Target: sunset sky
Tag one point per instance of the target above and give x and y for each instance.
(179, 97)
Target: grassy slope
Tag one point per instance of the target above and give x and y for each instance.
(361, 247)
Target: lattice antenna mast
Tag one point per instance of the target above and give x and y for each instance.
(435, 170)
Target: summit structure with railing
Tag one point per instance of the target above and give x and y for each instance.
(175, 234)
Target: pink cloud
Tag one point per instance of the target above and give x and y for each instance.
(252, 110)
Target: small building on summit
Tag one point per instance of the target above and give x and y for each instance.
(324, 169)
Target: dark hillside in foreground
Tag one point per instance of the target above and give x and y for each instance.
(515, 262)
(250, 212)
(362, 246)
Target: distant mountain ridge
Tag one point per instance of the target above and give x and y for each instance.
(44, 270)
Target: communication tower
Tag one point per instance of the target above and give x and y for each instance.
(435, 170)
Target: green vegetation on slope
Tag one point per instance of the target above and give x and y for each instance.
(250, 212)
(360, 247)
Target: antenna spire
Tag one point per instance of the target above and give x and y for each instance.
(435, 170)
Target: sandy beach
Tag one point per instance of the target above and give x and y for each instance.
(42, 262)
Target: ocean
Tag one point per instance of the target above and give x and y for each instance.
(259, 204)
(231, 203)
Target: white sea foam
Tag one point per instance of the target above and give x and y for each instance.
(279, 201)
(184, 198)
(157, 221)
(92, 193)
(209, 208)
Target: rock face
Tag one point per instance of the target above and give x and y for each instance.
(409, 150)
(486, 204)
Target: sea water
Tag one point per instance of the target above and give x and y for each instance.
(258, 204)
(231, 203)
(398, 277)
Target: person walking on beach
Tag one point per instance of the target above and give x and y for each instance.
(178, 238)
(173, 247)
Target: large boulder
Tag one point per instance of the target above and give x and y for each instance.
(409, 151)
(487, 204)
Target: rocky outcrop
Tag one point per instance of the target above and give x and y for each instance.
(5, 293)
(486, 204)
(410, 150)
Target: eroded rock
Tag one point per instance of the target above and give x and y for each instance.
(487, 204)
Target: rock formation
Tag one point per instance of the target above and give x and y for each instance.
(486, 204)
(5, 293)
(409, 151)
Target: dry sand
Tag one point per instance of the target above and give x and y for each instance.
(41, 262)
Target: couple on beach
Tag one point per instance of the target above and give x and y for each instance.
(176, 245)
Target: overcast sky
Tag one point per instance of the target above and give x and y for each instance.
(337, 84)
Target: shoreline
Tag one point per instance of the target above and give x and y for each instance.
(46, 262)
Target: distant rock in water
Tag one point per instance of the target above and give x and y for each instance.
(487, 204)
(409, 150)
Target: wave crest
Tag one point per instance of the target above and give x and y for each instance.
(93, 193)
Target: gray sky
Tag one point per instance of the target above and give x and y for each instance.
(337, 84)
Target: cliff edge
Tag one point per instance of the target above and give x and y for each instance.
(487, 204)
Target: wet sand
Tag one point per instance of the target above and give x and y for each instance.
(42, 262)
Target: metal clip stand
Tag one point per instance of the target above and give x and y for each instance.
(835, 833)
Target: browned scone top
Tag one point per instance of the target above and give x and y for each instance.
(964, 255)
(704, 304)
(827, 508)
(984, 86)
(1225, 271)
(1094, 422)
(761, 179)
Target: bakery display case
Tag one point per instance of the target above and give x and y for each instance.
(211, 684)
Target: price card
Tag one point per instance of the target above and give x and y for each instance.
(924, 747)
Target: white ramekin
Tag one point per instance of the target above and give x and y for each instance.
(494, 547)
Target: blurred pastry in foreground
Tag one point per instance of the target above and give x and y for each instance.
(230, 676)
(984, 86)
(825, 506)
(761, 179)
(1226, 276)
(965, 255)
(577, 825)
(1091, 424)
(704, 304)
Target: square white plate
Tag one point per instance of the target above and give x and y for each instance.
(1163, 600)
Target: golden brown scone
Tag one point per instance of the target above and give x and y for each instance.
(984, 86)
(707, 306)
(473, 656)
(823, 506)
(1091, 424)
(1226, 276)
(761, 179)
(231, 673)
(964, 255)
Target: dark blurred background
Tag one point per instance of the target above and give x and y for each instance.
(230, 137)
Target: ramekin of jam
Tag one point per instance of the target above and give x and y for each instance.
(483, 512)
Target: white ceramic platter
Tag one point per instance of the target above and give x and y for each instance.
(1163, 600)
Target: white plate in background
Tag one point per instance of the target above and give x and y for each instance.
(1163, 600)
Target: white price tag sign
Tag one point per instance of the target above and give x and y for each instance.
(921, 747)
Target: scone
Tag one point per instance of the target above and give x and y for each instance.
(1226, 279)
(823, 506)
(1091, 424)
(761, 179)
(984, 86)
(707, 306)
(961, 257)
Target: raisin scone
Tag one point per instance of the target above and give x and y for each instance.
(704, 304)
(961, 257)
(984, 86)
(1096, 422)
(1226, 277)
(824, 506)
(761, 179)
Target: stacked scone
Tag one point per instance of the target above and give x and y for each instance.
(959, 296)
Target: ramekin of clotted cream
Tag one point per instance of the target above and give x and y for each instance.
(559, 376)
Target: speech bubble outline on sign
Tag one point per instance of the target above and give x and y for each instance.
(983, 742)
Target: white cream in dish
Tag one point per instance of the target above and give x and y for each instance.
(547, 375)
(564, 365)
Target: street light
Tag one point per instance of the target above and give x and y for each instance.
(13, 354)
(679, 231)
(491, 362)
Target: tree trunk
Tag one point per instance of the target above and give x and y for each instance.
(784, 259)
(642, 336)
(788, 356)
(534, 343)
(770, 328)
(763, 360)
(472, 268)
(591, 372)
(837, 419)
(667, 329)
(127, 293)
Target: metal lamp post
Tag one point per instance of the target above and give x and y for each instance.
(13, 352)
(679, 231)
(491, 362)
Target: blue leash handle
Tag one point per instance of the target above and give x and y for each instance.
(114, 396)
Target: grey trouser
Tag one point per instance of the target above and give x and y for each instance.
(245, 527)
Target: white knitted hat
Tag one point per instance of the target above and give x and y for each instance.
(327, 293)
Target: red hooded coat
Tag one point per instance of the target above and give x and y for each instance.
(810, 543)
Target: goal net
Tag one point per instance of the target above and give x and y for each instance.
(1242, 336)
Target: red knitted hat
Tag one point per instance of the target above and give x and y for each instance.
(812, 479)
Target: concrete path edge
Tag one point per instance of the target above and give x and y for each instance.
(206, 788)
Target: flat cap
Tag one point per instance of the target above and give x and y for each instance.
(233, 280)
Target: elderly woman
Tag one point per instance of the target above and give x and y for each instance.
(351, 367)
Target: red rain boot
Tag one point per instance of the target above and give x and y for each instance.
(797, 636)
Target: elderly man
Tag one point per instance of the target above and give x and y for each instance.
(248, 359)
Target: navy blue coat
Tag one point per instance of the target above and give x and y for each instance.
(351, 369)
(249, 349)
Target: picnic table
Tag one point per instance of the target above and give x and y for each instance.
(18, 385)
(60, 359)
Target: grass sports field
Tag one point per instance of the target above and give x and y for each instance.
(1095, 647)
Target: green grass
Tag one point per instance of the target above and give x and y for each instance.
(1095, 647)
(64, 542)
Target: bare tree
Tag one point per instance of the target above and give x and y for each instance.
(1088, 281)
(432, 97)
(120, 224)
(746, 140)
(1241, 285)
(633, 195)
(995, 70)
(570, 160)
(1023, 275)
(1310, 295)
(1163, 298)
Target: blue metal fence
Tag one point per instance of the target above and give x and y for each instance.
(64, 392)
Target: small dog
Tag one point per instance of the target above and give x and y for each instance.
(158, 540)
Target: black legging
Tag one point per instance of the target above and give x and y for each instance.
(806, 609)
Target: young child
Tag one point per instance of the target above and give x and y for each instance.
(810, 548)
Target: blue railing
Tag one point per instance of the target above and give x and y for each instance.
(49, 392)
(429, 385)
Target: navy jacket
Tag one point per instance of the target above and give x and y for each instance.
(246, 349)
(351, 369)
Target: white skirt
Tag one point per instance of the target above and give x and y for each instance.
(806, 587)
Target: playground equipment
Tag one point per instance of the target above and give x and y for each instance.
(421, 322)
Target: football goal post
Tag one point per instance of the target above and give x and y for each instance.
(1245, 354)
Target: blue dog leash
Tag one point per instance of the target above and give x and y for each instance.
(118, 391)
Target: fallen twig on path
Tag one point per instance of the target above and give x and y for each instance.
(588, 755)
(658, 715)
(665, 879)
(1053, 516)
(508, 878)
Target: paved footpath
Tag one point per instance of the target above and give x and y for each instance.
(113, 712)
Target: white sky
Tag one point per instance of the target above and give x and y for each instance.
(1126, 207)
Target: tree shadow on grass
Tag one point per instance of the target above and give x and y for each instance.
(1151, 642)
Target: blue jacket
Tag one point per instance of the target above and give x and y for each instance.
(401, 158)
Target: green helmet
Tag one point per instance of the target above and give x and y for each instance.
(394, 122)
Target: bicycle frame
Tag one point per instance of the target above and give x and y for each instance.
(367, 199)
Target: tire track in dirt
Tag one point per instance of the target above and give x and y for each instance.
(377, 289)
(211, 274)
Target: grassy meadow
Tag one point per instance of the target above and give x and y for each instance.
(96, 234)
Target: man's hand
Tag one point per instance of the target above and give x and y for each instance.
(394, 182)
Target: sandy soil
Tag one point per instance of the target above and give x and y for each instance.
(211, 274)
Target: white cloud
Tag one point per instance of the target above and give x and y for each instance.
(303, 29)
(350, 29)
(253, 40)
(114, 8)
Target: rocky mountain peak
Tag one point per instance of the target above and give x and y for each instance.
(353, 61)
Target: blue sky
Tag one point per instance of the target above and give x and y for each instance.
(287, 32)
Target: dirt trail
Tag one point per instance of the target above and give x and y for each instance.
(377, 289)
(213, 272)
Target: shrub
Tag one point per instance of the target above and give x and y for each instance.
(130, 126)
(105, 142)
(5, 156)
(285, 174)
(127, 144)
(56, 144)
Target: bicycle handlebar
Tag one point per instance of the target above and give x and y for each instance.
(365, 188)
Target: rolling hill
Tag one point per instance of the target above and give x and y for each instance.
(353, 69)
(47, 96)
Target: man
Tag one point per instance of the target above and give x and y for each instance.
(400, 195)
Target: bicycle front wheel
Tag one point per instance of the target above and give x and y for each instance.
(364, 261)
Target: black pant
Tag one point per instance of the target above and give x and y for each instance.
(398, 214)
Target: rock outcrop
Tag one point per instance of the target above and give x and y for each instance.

===

TASK GOAL: From the "Target: man's hand" line to the close of the listing, restate each line word for word.

TASK ANSWER:
Target: man's hand
Tag one point per instance of the target above and give x and y for each instance.
(394, 182)
Target: sandy soil
Tag one point per instance of the target above and give x and y for each instance.
(211, 274)
Target: white cloud
Tag one point per instance of the target above and give x and y for each instance.
(303, 29)
(350, 29)
(253, 40)
(114, 8)
Target: rocky mountain peak
Tag one point per instance of the target above and give x and y for each instance.
(353, 61)
Target: blue sky
Tag one point per instance of the target above and give x and y for each instance.
(287, 32)
Target: dirt trail
Tag one point per instance of the target above and give x and y for each instance.
(377, 289)
(213, 272)
Target: shrub
Tag one point per instance of the target above and give x and y for each instance.
(130, 126)
(105, 142)
(5, 156)
(285, 174)
(127, 144)
(56, 144)
Target: bicycle handlebar
Tag one point per instance of the target above and give x and y for each instance.
(365, 188)
Target: rolling hill
Tag one point per instance of the target above and give x and y for each instance.
(353, 69)
(47, 96)
Target: man
Tag one point per instance of the target above and give x and y for each instance.
(400, 195)
Target: bicycle front wheel
Tag one point per instance of the target above and give x and y for each instance.
(364, 261)
Target: black pant
Tag one point per instance of the target above and give x and y for each instance.
(398, 214)
Target: rock outcrop
Tag one point per instance of the target above and give x and y for each instance.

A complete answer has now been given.